■ Written task ■
Output everything in the listing below as a numbered list, from its very first line down to and including the line that contains "left=257, top=103, right=1180, bottom=536", and skip any blank lines.

■ Given information ■
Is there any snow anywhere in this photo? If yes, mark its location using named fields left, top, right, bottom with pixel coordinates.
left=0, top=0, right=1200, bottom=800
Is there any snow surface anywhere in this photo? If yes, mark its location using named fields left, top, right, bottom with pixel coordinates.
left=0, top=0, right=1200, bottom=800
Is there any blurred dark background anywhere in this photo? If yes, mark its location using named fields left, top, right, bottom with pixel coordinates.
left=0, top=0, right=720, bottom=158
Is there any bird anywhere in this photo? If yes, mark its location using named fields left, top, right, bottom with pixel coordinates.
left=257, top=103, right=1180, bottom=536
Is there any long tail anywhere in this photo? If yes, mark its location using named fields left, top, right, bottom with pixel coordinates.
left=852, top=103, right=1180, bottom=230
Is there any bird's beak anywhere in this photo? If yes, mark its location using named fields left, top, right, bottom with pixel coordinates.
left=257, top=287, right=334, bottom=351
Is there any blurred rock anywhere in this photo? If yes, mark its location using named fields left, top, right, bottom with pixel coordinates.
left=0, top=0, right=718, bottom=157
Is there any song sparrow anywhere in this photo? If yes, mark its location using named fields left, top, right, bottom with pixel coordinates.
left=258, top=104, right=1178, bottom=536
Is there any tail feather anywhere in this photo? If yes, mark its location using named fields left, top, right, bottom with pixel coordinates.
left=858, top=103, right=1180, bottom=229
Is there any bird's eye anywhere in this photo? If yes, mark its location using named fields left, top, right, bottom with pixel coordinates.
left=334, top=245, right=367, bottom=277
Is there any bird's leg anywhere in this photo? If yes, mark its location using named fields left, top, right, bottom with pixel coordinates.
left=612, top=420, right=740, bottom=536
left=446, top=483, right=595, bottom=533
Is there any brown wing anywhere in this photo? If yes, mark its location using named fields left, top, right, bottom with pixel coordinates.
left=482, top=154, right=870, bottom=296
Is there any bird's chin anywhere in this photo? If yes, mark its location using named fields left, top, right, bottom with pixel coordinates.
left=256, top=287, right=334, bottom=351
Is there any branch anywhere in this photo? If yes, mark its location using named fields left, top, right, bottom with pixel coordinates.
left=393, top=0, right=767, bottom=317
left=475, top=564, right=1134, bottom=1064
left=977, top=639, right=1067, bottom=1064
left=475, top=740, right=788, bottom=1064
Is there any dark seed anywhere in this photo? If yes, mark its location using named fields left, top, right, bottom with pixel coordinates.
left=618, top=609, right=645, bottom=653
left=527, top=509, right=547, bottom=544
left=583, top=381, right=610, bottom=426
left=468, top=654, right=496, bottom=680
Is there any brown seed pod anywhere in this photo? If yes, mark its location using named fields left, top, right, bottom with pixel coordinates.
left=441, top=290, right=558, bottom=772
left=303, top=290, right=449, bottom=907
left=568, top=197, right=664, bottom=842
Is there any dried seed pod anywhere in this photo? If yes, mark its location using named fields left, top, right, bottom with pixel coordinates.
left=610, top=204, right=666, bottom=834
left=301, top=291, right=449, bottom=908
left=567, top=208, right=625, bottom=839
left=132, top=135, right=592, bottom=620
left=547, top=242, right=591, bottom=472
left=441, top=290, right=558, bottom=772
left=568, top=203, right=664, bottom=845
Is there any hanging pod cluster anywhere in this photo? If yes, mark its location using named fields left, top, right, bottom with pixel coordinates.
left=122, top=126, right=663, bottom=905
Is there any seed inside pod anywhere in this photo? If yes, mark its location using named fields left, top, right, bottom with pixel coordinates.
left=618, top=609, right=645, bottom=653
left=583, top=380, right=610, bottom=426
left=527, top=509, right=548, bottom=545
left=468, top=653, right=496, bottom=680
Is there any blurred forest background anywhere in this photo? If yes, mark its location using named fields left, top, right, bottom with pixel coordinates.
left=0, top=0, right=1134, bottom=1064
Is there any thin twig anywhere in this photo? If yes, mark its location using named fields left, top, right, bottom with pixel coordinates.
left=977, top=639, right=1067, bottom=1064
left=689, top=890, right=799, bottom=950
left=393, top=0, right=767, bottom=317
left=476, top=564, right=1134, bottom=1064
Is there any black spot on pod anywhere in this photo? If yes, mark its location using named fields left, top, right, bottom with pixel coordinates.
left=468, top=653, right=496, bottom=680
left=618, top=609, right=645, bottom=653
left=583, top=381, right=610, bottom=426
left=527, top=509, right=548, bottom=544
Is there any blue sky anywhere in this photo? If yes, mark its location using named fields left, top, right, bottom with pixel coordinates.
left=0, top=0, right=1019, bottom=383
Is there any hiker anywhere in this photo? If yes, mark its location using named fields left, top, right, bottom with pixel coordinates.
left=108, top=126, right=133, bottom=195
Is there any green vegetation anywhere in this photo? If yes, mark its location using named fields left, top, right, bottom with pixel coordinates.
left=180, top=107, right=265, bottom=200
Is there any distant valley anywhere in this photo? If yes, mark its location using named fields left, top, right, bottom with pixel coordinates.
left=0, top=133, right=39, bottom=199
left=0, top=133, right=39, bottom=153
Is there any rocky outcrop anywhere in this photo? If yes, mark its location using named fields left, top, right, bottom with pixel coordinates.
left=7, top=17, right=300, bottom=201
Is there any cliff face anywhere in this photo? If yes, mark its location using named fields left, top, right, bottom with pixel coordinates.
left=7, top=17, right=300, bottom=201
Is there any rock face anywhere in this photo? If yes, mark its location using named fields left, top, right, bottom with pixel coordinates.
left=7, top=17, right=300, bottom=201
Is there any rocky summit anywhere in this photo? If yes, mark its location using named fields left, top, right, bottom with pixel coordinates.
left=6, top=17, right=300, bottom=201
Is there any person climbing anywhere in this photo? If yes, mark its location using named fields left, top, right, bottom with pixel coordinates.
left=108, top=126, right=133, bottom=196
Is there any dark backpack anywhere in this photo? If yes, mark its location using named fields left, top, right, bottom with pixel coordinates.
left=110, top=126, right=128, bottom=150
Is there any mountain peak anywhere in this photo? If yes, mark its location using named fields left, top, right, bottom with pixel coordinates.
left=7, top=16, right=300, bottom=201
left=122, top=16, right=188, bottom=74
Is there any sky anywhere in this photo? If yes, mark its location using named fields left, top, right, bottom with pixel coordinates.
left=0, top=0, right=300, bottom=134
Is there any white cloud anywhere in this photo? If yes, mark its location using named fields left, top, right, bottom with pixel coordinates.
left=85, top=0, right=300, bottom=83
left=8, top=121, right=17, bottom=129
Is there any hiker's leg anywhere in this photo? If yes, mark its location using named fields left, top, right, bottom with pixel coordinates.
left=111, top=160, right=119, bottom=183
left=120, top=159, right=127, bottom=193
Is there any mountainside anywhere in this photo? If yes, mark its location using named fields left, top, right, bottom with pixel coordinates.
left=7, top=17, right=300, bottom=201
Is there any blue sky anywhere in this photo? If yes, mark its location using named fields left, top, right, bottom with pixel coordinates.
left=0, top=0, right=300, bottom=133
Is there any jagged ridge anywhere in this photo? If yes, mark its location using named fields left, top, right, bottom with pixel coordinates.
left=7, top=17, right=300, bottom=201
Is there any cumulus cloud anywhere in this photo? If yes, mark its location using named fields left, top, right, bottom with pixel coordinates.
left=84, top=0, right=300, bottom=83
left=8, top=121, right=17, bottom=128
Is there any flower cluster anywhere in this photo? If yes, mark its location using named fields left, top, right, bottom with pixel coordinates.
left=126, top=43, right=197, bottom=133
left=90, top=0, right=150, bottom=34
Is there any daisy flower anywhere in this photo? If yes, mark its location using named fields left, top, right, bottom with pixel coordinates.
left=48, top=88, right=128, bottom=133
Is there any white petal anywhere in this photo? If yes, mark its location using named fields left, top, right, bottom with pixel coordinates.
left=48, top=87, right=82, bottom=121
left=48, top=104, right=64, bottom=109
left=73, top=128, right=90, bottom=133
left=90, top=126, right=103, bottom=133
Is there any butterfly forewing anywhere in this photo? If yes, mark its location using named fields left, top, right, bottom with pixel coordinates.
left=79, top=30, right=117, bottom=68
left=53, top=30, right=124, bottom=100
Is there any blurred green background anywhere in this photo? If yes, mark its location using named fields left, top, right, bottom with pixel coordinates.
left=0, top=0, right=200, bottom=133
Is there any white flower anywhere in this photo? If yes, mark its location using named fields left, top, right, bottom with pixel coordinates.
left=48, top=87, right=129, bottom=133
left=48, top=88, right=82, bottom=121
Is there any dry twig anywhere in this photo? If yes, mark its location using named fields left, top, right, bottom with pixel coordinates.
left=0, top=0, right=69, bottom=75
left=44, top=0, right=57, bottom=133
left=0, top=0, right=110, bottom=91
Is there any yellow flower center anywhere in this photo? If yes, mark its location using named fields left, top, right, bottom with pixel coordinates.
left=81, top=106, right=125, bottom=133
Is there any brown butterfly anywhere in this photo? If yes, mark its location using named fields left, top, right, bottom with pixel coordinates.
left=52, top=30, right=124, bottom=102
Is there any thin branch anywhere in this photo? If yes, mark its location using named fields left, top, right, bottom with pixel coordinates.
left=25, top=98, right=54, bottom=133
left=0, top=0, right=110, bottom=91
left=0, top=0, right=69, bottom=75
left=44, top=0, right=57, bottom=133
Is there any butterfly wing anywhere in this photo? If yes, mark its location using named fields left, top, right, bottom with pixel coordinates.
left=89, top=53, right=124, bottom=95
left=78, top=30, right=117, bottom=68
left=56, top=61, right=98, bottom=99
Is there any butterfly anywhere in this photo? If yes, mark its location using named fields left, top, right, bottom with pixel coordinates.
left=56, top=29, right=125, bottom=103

■ Answer to the problem ■
1. Is there any snow anywhere in this photo? If yes, mark its location using named fields left, top, right, bottom with pixel coordinates.
2. left=0, top=0, right=1200, bottom=800
3. Is there any snow surface anywhere in this photo? If yes, mark its location using named fields left, top, right, bottom with pixel coordinates.
4. left=0, top=0, right=1200, bottom=800
5. Is there any blurred dark background anywhere in this photo? If yes, mark its location using named fields left, top, right, bottom with pixel coordinates.
6. left=0, top=0, right=720, bottom=158
7. Is there any bird anywhere in this photo? If yes, mark its location using named fields left, top, right, bottom with pixel coordinates.
8. left=257, top=103, right=1180, bottom=536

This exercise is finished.